• _GIVEN TASK_
Write out the rows starting at the line that contains "Where can the overcast" and ending at the line that contains "pixel 312 272", with both of those lines included. Keep every line identical to the original.

• _SUPPLIED RECORDS_
==============================
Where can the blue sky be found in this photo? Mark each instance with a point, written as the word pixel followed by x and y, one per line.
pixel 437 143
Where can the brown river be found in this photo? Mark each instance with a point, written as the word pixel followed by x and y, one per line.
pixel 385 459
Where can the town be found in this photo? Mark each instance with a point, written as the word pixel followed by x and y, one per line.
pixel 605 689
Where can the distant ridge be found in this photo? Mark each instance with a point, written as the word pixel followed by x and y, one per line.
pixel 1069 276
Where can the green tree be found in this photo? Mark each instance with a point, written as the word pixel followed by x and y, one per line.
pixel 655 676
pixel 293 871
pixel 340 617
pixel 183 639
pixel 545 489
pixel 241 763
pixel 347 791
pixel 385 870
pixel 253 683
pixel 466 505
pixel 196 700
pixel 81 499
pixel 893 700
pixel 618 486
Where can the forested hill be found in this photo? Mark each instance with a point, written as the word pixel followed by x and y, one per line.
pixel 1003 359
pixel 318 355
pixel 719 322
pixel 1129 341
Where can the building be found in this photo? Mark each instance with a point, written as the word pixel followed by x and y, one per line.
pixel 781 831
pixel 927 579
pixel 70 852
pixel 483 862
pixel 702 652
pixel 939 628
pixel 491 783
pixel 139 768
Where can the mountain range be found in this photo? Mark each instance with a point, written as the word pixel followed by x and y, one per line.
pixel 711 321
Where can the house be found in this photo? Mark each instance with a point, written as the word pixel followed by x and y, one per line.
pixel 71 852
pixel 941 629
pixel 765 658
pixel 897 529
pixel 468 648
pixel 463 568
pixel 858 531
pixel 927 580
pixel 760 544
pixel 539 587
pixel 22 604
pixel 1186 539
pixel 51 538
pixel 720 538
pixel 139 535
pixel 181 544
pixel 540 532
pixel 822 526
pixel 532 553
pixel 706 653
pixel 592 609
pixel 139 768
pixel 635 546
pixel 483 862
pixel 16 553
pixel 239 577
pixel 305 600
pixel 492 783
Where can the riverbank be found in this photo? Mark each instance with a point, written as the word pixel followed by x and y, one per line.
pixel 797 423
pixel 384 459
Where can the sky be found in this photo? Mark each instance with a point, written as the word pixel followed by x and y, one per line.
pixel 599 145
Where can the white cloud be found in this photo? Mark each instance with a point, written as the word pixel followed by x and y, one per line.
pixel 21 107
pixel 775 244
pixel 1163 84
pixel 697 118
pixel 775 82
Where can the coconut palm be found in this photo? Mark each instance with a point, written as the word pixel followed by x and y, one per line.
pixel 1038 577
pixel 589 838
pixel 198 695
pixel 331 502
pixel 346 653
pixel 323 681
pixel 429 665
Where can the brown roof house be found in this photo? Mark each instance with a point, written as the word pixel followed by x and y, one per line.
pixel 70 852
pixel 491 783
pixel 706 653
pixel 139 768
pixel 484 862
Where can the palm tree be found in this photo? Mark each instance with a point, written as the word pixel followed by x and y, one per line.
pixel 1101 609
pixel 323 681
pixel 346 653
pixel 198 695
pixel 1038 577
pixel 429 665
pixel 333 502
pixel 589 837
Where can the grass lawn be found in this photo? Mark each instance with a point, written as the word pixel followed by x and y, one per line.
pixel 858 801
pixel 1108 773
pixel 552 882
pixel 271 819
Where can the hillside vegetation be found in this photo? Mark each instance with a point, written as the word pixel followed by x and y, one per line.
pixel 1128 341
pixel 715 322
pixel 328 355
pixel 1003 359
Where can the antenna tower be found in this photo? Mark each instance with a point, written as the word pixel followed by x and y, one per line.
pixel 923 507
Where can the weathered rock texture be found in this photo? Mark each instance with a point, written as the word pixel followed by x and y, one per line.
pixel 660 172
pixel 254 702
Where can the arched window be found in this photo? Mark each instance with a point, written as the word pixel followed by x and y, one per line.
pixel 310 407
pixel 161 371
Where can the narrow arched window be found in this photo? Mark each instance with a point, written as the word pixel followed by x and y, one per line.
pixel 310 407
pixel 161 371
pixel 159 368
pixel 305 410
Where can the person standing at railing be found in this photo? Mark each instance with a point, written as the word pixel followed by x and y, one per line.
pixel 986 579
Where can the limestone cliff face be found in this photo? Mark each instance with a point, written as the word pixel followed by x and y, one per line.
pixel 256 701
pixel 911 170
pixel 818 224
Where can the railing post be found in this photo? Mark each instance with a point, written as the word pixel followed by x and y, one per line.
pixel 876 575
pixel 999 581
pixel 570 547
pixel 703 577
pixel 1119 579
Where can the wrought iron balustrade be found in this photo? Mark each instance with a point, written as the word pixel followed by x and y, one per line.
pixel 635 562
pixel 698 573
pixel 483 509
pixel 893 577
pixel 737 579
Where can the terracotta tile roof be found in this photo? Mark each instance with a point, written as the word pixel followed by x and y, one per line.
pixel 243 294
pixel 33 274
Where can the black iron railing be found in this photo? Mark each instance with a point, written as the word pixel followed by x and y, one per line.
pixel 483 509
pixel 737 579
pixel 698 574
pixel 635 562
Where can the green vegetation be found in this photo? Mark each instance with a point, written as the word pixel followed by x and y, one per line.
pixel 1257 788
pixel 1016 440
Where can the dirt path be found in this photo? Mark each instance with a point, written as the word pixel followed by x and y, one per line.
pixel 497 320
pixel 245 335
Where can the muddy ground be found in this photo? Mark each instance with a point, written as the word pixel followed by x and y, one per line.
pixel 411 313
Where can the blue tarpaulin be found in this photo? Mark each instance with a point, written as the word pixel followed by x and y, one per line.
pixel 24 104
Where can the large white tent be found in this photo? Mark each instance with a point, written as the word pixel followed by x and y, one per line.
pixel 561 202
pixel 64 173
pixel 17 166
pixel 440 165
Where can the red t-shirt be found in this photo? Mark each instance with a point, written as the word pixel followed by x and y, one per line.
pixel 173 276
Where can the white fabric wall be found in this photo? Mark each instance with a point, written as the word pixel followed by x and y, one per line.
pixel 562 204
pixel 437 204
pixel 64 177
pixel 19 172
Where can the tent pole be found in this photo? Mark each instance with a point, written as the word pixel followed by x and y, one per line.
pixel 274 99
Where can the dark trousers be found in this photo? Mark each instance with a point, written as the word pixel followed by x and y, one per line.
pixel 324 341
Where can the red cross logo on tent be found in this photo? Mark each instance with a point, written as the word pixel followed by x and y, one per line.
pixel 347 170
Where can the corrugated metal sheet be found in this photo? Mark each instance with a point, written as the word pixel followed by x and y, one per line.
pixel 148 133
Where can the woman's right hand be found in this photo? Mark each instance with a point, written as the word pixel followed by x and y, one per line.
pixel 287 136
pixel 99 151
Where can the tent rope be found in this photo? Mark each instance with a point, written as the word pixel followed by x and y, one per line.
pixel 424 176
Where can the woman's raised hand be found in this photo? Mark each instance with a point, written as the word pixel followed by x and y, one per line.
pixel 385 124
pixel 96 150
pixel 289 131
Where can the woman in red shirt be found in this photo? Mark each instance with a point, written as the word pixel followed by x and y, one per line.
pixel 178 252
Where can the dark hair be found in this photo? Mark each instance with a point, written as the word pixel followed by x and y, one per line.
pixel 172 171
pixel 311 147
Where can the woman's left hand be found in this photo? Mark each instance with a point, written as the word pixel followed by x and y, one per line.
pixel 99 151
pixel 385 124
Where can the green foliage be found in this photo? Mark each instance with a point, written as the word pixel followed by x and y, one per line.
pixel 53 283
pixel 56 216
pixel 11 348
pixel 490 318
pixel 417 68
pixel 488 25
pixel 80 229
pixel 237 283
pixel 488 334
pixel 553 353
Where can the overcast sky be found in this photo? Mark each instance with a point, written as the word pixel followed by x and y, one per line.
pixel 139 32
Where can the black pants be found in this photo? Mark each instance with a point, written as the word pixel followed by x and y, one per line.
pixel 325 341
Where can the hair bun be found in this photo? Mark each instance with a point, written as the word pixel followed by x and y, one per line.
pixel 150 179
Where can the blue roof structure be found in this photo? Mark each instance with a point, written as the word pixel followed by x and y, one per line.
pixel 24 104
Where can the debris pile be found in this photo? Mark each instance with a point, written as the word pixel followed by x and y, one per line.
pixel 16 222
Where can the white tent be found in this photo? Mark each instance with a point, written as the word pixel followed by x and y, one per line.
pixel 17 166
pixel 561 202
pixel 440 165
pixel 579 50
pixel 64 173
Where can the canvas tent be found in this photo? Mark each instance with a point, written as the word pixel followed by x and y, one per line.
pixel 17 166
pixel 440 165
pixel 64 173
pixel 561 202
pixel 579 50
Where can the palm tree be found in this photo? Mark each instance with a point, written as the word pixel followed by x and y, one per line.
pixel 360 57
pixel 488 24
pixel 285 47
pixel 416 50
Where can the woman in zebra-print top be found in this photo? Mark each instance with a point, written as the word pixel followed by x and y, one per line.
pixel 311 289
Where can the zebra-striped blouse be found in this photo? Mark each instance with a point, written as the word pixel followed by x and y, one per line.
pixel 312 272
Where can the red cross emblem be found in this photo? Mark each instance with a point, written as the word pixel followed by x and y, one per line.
==============================
• _RESULT_
Where can the overcast sky be found in this photo? Mark each instance with a point, written as the word pixel followed by x and y, one per line.
pixel 139 32
Where can the black pants be found in this photo? Mark each instance with a point, written as the word pixel followed by x and y, one per line.
pixel 325 341
Where can the hair bun be found in this photo? Mark each instance with a point, written as the word pixel followed by x and y, one per line.
pixel 150 179
Where can the blue roof structure be found in this photo? Mark each instance with a point, written as the word pixel followed by x and y, one per line.
pixel 24 104
Where can the debris pile be found in this photo? Mark each instance with a point, written as the word pixel followed by x and y, one per line.
pixel 16 222
Where can the white tent be found in this photo? Mark each instance with a point, written as the word pixel followed by x and y, one per line.
pixel 17 166
pixel 561 202
pixel 440 165
pixel 579 50
pixel 64 173
Where can the canvas tent be found in this photo? Mark each instance with a point, written as the word pixel followed by x and y, one per line.
pixel 17 166
pixel 440 165
pixel 64 173
pixel 561 202
pixel 579 50
Where can the palm tree be found in this photo? Mark each instance with a point, written as the word pixel followed by x and y, one per line.
pixel 360 57
pixel 488 24
pixel 285 47
pixel 416 50
Where can the woman in zebra-print top be found in this photo? Mark each instance with a point, written as the word pixel followed by x and y, one per line.
pixel 311 289
Where can the zebra-striped blouse be found in this photo? Mark each instance with a point, written as the word pixel followed by x and y, one per line.
pixel 312 272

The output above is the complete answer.